> [Selected passage]
[Start of Attachment]

Michigan voters, and voters in general, are in an incalculable mood.
A couple of election upsets, including a Republican winning the seat held by the late Edward Kennedy, shows anything can happen.
Will Michigan voters call for a Constitutional Convention this year?
Every 16 years, voters decide whether a convention will be convened to revise Michigan's Constitution.
The question will be on the Nov. 2 general election ballot.
Voters are automatically asked whether they want to authorize the rewriting of the state constitution. This ballot issue is part of the current state constitution.
It's that time again.
Proposal 1 on the Nov. 2 ballots asks voters if they want to set up a convention to re-write the state constitution voters adopted in 1963.
Specifically, the Proposal 1 states:
Shall a convention of elected delegates be convened in 2011 to draft a general revision of the State Constitution for presentation to the state's voters for their approval or rejection?
The current constitution is the fourth in state history.
Voters overwhelmingly rejected proposals to rewrite it in 1978 and 1994.
Supporters of the convention claim it could lead to long-term savings through a leaner government.

[End of Attachment]

Collected data:
[Start of Attachment]

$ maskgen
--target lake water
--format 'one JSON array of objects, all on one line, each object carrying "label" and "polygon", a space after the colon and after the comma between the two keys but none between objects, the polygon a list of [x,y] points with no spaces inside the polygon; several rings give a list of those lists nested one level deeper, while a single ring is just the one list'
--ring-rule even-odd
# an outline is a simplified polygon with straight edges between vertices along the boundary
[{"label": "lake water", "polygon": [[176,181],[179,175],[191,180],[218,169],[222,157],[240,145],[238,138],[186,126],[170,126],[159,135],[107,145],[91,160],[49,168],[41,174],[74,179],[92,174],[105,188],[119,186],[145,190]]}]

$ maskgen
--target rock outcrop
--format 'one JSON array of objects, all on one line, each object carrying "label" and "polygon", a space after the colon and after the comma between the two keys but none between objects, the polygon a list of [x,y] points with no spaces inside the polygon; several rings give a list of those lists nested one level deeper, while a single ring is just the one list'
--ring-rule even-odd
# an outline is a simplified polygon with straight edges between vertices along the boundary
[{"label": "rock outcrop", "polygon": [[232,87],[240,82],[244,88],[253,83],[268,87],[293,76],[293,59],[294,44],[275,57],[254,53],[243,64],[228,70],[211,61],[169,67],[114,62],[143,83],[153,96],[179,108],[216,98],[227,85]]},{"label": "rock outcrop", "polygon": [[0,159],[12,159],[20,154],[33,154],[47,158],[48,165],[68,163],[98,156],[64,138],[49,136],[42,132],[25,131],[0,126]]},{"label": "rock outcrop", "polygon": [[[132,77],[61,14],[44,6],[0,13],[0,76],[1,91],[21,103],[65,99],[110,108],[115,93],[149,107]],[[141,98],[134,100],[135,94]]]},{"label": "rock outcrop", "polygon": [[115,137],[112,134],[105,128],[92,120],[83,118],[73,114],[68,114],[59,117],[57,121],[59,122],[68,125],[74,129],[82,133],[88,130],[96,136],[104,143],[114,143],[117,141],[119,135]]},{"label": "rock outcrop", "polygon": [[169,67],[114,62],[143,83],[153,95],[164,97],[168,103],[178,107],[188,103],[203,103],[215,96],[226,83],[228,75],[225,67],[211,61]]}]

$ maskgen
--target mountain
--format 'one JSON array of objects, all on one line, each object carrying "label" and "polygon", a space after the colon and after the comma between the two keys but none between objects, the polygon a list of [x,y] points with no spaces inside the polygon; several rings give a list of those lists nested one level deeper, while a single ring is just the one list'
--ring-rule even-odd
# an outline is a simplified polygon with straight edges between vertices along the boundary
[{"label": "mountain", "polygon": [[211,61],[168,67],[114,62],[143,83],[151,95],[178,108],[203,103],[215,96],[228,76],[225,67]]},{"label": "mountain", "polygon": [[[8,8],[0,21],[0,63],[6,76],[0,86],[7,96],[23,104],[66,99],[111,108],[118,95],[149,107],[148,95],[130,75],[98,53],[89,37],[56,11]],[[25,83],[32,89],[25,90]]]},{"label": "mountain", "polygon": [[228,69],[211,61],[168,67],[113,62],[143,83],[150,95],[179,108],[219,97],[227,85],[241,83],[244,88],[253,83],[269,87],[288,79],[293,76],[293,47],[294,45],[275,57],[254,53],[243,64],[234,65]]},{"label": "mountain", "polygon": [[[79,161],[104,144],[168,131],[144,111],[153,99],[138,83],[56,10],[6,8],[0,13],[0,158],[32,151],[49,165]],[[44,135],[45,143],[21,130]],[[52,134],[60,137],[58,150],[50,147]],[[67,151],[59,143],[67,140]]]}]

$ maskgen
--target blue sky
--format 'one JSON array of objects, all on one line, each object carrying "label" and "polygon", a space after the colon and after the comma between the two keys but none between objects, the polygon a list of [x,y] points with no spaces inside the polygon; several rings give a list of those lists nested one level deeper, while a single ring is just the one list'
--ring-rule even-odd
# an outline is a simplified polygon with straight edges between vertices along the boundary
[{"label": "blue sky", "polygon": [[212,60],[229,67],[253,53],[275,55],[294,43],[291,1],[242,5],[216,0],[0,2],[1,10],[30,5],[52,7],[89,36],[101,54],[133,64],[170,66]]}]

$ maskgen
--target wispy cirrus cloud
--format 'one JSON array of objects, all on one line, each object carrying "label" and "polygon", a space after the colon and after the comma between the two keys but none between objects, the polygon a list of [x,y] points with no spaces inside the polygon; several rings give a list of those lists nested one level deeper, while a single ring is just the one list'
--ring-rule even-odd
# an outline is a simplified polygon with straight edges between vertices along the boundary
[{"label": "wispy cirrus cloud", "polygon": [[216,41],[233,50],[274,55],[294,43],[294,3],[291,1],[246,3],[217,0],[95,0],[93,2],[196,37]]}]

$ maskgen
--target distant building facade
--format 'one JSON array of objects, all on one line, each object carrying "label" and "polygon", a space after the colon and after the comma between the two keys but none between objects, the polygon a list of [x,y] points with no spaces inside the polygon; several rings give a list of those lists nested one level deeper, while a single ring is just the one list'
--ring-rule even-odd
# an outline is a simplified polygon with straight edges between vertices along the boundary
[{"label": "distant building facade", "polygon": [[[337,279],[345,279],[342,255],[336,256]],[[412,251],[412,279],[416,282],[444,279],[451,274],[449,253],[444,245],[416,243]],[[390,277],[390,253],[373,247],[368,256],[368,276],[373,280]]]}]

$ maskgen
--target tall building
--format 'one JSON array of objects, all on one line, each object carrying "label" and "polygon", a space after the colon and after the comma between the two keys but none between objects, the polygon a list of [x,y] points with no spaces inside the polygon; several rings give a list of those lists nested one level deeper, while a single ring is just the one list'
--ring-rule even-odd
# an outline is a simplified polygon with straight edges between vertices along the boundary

[End of Attachment]

> [Questions to answer]
**1)** Repeat the passage on Michigan's constitutional convention vote from "It's that time" up to and including "a leaner government.".
**2)** Pick up the text on Michigan's Proposal 1 ballot question and write the next few sentences that follow its last line.

> [Answers to the exercises]
**1)**
It's that time again.
Proposal 1 on the Nov. 2 ballots asks voters if they want to set up a convention to re-write the state constitution voters adopted in 1963.
Specifically, the Proposal 1 states:
Shall a convention of elected delegates be convened in 2011 to draft a general revision of the State Constitution for presentation to the state's voters for their approval or rejection?
The current constitution is the fourth in state history.
Voters overwhelmingly rejected proposals to rewrite it in 1978 and 1994.
Supporters of the convention claim it could lead to long-term savings through a leaner government.

**2)**
The process, however, would be lengthy and costly.
If changes are necessary to the constitution, amendments may be adopted. That's the way we've been adding to our U.S. Constitution for years.
If voters call for a Constitutional Convention, experts estimate that it could take two years to come up with a new constitution.
Meanwhile, the hands of the new governor and lawmakers would be tied while the constitution is being rewritten.
Michigan needs leadership, not a roadblock.
This is not a controversial issue, but it remains very important.
Nearly everyone is opposed to it, including the Michigan Democratic and Republican parties.
A coalition that includes the Michigan Chamber of Commerce, the Michigan State AFL-CIO and the Michigan Health and Hospital Association cites estimates that a convention could cost the cash-strapped state $45 million.
Michigan has adopted four constitutions, the last one in 1963.
The requirement for a Constitutional Convention ballot question every 16 years is part of the 1963 constitution.
The question was on the 1978 and 1994 ballots.
It was rejected both times.
Area residents need to know what they are voting on.